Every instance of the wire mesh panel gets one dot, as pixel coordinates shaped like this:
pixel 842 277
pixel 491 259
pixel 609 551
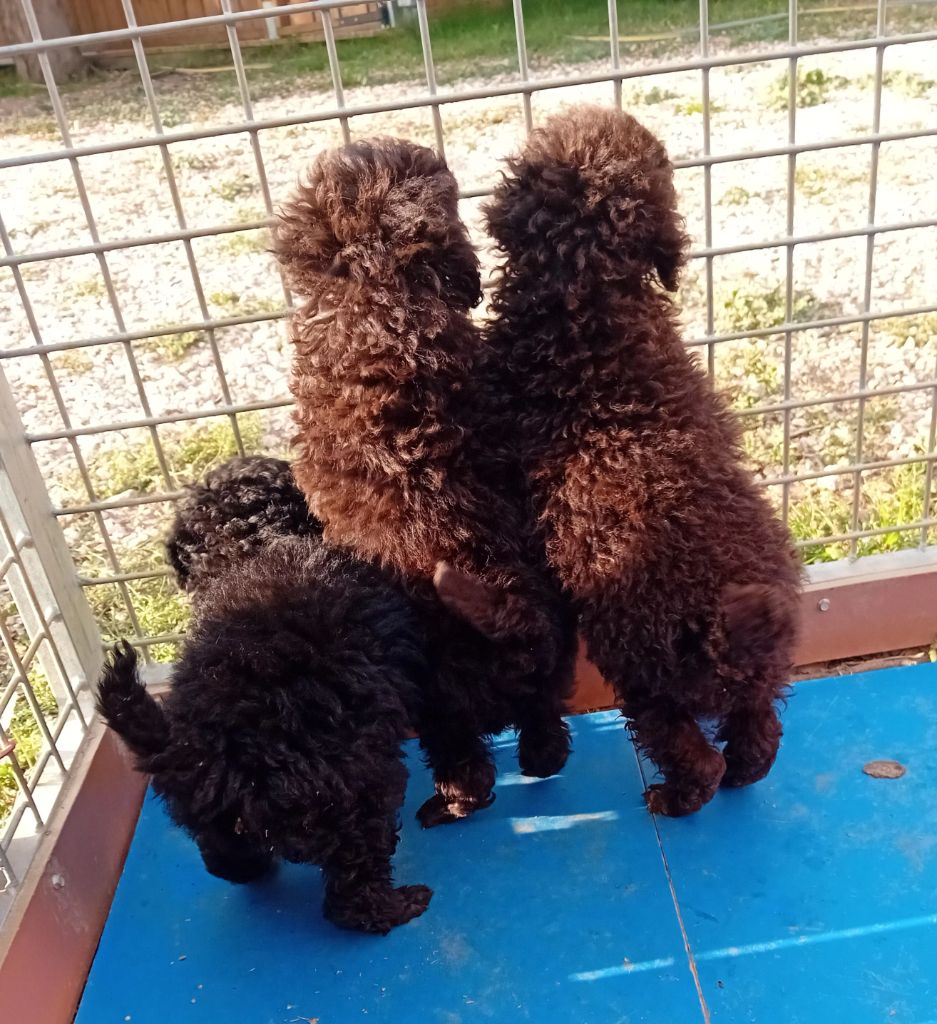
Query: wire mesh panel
pixel 145 343
pixel 50 650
__________________________________________________
■ **What the exercise asks**
Please give back the data above word for word, with no pictures included.

■ **Written solution**
Every instance of the wire mesh panel gets one dot, as pixel coordinates shaped like this:
pixel 842 277
pixel 491 259
pixel 609 551
Query: wire mesh panel
pixel 145 343
pixel 50 650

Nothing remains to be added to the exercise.